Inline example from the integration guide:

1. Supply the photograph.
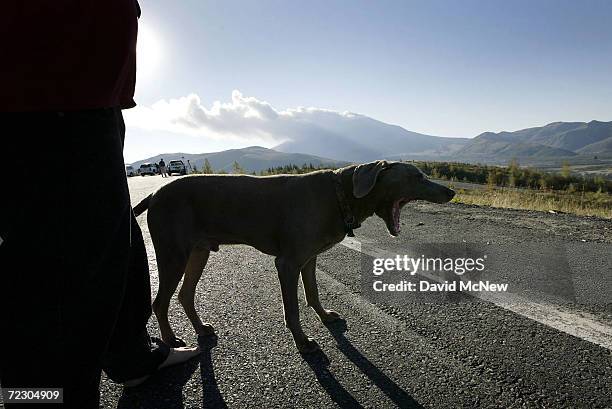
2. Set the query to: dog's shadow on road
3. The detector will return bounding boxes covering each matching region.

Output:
[117,336,227,409]
[117,348,199,409]
[303,320,422,409]
[198,335,227,408]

..........

DIRECTIONS:
Rewrite these items with every occurrence of "query" replaced by "prompt", changing nothing else. Omit the pictures from your answer.

TASK ANSWER:
Inline example from the integration guide:

1. Supply the photograph.
2. Set the prompt to: dog's shadow on road
3. The detector will return bounding boxes covering each matching region.

Output:
[117,336,227,409]
[117,348,199,409]
[303,320,422,409]
[198,335,227,408]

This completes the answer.